[Task objective]:
Rewrite the part of the entries that opens with the line containing "If this image contains any footpath" and closes with the line containing "[252,184,360,240]", both lines included. Keep the requests unchanged, and shift every bounding-box coordinate in the answers by adding -131 to it.

[Supplied information]:
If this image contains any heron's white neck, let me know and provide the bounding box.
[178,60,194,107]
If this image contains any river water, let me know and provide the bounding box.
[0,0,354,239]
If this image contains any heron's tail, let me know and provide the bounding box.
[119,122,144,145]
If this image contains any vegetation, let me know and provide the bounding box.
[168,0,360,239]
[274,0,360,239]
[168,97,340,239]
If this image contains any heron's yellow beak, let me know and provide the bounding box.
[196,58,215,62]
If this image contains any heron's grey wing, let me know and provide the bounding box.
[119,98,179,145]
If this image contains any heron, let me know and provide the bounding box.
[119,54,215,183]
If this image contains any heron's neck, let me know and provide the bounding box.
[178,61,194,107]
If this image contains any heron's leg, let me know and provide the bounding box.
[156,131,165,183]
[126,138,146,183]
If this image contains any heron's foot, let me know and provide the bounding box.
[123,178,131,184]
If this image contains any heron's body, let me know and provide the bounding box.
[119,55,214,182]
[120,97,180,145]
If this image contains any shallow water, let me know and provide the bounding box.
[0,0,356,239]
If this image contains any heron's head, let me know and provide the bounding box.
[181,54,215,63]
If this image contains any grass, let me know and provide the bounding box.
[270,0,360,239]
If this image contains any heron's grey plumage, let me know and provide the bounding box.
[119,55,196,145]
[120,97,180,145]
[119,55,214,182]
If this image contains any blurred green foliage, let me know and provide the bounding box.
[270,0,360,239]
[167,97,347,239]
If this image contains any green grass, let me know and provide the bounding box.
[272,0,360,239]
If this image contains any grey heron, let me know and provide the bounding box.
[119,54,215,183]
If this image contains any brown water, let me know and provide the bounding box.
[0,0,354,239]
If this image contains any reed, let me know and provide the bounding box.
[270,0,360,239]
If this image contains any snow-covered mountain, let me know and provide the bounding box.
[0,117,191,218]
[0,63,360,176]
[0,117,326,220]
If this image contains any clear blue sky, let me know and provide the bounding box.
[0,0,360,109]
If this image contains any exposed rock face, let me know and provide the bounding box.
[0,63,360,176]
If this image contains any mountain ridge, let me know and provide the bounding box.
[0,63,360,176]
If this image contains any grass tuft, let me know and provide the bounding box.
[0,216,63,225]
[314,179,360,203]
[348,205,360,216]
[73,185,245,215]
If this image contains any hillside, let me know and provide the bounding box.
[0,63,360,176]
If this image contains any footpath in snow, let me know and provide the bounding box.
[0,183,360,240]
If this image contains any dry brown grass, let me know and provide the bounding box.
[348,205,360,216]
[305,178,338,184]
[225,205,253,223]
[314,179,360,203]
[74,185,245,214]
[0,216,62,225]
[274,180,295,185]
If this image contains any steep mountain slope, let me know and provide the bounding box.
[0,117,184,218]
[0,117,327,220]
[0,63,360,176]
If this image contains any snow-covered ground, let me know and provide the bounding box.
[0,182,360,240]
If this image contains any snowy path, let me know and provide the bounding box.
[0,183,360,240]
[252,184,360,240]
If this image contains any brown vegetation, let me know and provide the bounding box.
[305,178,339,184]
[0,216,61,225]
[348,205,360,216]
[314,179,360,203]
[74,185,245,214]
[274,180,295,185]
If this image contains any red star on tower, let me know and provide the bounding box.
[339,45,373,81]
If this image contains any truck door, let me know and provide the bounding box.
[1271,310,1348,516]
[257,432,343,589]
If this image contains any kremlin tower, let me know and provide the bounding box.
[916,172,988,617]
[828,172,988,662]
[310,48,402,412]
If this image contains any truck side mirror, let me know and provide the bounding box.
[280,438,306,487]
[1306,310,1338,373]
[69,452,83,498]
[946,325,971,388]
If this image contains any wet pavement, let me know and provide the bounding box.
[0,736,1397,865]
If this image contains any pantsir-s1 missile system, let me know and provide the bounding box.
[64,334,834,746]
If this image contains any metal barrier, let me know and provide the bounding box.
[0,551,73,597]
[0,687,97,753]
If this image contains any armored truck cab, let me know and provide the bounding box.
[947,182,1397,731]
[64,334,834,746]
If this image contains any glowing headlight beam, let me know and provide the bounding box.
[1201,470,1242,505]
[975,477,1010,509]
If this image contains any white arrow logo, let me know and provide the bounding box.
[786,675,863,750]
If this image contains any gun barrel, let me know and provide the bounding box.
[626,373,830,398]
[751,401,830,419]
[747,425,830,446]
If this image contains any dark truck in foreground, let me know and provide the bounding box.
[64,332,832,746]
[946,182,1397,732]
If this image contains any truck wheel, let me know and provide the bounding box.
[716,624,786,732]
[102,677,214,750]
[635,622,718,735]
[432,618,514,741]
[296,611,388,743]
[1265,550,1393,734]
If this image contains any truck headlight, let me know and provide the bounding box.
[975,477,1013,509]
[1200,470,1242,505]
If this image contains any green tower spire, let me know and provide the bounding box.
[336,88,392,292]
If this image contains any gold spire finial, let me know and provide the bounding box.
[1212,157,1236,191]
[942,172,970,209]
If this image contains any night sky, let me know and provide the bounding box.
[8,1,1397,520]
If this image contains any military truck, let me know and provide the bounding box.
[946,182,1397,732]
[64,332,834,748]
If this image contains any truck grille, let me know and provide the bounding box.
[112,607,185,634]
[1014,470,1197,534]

[Correct output]:
If this image contains any footpath in snow, let me know and provide the bounding box.
[-131,52,229,109]
If this image contains any dry brown grass, let me know and provide the bounding box.
[217,74,229,85]
[174,47,207,53]
[94,74,122,92]
[183,48,229,72]
[-57,54,114,83]
[-131,85,-69,94]
[143,49,164,54]
If this image contains any steep mountain slope, let me know and provide the bounding box.
[-131,-14,53,87]
[-131,-14,196,89]
[-131,-68,229,45]
If this image contains any snow-covered ground, let me know and provide the bounding box.
[-131,51,229,109]
If this image contains any snowy path, let me know and provide the bounding box.
[-131,52,229,109]
[121,53,229,109]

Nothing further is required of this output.